*INPUT*

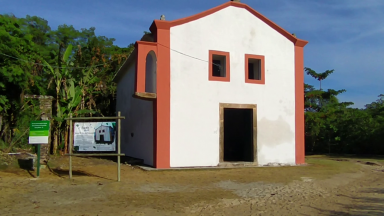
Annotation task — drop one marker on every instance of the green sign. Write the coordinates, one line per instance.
(38, 132)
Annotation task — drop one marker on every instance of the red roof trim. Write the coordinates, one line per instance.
(161, 24)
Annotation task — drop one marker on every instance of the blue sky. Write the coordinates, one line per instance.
(345, 35)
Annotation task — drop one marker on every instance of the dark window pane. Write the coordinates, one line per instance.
(216, 68)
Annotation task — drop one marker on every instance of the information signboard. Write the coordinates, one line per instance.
(94, 136)
(38, 132)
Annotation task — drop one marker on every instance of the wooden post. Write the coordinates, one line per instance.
(38, 160)
(70, 146)
(118, 146)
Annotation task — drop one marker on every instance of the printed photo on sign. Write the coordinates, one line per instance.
(94, 136)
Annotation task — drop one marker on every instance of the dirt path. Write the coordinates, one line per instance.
(324, 188)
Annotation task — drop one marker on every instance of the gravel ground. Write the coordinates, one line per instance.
(254, 191)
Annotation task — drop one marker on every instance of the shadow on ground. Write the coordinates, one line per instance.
(64, 173)
(360, 206)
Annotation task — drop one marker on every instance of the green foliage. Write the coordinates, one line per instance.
(74, 66)
(333, 127)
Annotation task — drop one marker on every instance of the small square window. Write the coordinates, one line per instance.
(219, 66)
(254, 69)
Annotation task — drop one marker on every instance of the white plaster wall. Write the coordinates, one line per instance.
(195, 100)
(138, 120)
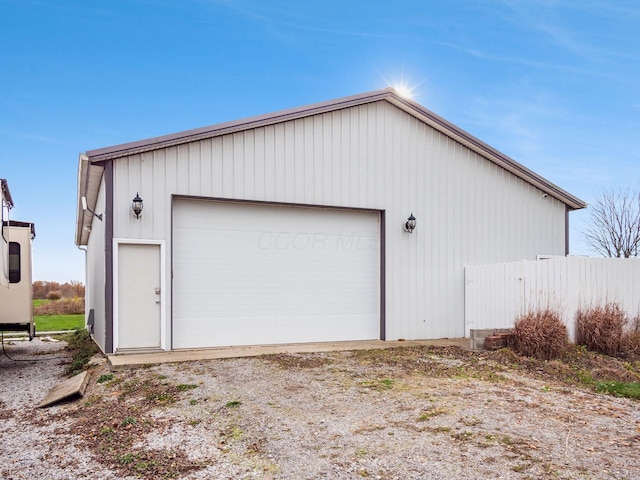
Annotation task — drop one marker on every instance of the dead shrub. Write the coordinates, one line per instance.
(601, 328)
(630, 342)
(64, 306)
(540, 334)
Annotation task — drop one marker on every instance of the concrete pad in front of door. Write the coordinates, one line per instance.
(66, 390)
(119, 361)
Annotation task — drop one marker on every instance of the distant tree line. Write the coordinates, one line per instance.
(55, 290)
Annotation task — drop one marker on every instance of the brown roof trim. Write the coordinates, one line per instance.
(389, 94)
(164, 141)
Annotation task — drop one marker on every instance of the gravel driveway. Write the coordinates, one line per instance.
(414, 413)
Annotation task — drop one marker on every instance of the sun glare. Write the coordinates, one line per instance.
(404, 91)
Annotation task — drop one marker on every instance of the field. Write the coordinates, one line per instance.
(56, 323)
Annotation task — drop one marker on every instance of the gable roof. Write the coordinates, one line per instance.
(101, 155)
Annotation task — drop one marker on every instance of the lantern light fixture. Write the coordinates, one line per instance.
(410, 224)
(136, 205)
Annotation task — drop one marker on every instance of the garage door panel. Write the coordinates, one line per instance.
(251, 274)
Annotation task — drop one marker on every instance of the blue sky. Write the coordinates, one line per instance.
(553, 84)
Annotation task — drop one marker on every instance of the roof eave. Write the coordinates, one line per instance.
(101, 155)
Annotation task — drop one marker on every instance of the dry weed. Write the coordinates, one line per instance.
(540, 334)
(601, 328)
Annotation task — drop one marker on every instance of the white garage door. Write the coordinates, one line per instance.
(247, 274)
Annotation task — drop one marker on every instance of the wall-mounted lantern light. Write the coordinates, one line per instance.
(410, 224)
(136, 205)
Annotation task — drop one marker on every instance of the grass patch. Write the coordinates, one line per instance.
(384, 384)
(620, 389)
(186, 386)
(57, 323)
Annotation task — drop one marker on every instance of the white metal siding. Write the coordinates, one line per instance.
(261, 274)
(375, 156)
(95, 272)
(497, 294)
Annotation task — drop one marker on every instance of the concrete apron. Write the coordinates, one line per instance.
(120, 361)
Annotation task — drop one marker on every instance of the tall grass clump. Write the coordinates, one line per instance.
(631, 338)
(601, 328)
(540, 334)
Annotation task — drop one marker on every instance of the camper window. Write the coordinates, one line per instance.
(14, 262)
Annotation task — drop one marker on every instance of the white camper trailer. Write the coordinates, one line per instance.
(16, 294)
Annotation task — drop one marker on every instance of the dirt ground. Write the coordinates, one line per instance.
(402, 413)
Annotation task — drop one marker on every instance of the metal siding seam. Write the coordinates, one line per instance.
(108, 294)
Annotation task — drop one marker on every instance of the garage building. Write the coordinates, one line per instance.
(351, 219)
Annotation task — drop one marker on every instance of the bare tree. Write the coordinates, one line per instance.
(614, 229)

*THE EXERCISE*
Retype the listing word for word, beginning with the line that contains "building. Write the coordinates, one line per instance." and continuing through the final line of the listing.

*WRITTEN SOLUTION*
Annotation task — drop one marker on every instance of the garage building. Write the coordinates, one line per instance.
(351, 219)
Annotation task — drop one marker on every instance of the bare tree. Write the coordinates, one line per instance.
(614, 229)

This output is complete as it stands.